• _Ejercicios_
**A.** Según la reseña de Veneno en el paraíso, ¿en qué ciudad se hace el protagonista la cirugía plástica?
**B.** Sigue escribiendo la reseña de Veneno en el paraíso a partir de su última frase.

• _Fragmento_
----------------------------------------

La novela de Domingo-Luis Hernández encierra la clave de un personaje que se transforma y que no es como todos han creído y creen que es

Domingo-Luis Hernández. |

Teodoro Raúl Sosnowsky se dirige a su hermana Aída para exponerle hasta qué punto su naturaleza es más cruel e indómita de lo que ella piensa. La absurda encerrona que le tendieron con el fin de poderle culpar del asesinato de su hermano Amauri, a quien en el fondo quería ver muerto porque deseaba a su mujer, Ascirna Lombardi, y su endeble posición dentro de los millonarios intereses que su familia gestiona, debida en buena medida a la pobre valoración que hacia él tienen los suyos, lo anulan hasta el punto de que se considere que su desaparición es una salida que a todos conviene, incluso a él mismo.

Jekyll & Hyde envenenados en el paraíso

Jekyll & Hyde envenenados en el paraíso Victoriano Santana Sanjurjo

Con estos sucintos trazos argumentales arranca Veneno en el paraíso, la última novela de Domingo-Luis Hernández, recientemente publicada en Mercurio Editorial. Las encorsetadas etiquetas de «crimen», «negocios sucios», «infidelidad», «thriller», etc., que surgen al instante en la memoria lectora y que pueden servir para ubicar la obra dentro del género narrativo enseguida pierden su sentido cuando observamos que, a partir de la situación expuesta, la clave del discurso se halla en la evolución psicológica del protagonista, quien va paulatinamente transformándose al tiempo que interioriza que, en realidad, él no es como todos han creído y creen que es. Esta metamorfosis hacia el mal vendrá de la pócima con la que se gesta una venganza que tiene en el punto de mira a su familia, a lo que le rodea y, de algún modo, a él mismo, a lo que fue cuando era Teodoro Raúl. Para ser testigo del cambio y verse como nunca antes, se somete a una profunda cirugía plástica en Barcelona que le conducirá a que en su cuerpo habiten dos seres que se contemplan mutuamente: el ya mentado T.R. y un renombrado administrativamente Juan Pedro Quirós Castañeda.

----------------------------------------

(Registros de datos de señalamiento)

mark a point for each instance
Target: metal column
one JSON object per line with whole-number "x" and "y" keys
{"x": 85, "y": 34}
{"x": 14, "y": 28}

----------------------------------------

• _Respuestas_
**A.** En Barcelona.

**B.**
El mito literario de la doble identidad que representan los personajes del Doctor Jekyll y Mr. Hyde de Robert Louis Stevenson adquiere en esta extraordinaria novela de Domingo-Luis Hernández una perspectiva que, a mi juicio, es destacada en la medida que viene condicionada por el entorno, la isla de El Hierro, el paraíso. Ahí, en ese mágico lugar, se depositará la voluntad de un necesario desquite que se espera liberador y que en la obra se pergeña como un reto intelectual, como un producto que exige del lector una posición activa y vigilante con el devenir del héroe. Atento a la condición de narrador que ostenta, el personaje principal consigue —mérito indudable del autor, claro está— «manipularnos», redirigir el avance de la lectura de manera que se trasladen los centros de atención en función de las transformaciones del protagonista, de ese breaking bad que le hace pasar de ser una marioneta, un evidente don nadie, a ser un líder capaz de ningunear al cabecilla de una banda de lugareños hasta conseguir transfigurarlo en un simple baladrón.

Con los antecedentes de un crimen que, a pesar de su interés, no cometió; más la constatación de una perjudicial maniobra empresarial-familiar en su contra y la posterior necesidad de un gran cambio de aspecto realizado en Barcelona, lo que empieza como una declaración de venganza de Teodoro hacia su hermana Aída, que parece estar planificada cuando llega a El Hierro, comienza a diluirse durante la escena del taxi del puerto hasta el hostal, donde el protagonista contesta de un modo poco claro, diría que provocador, a las preguntas del conductor. El lector se ve arrastrado a una conversación desconcertante que lo desactiva en la medida que el móvil de la estancia en la isla canaria desaparece. La lectura sigue magnetizándonos (siempre será así); pero algo va modificándose en el recorrido por las magníficas páginas de Veneno en el paraíso.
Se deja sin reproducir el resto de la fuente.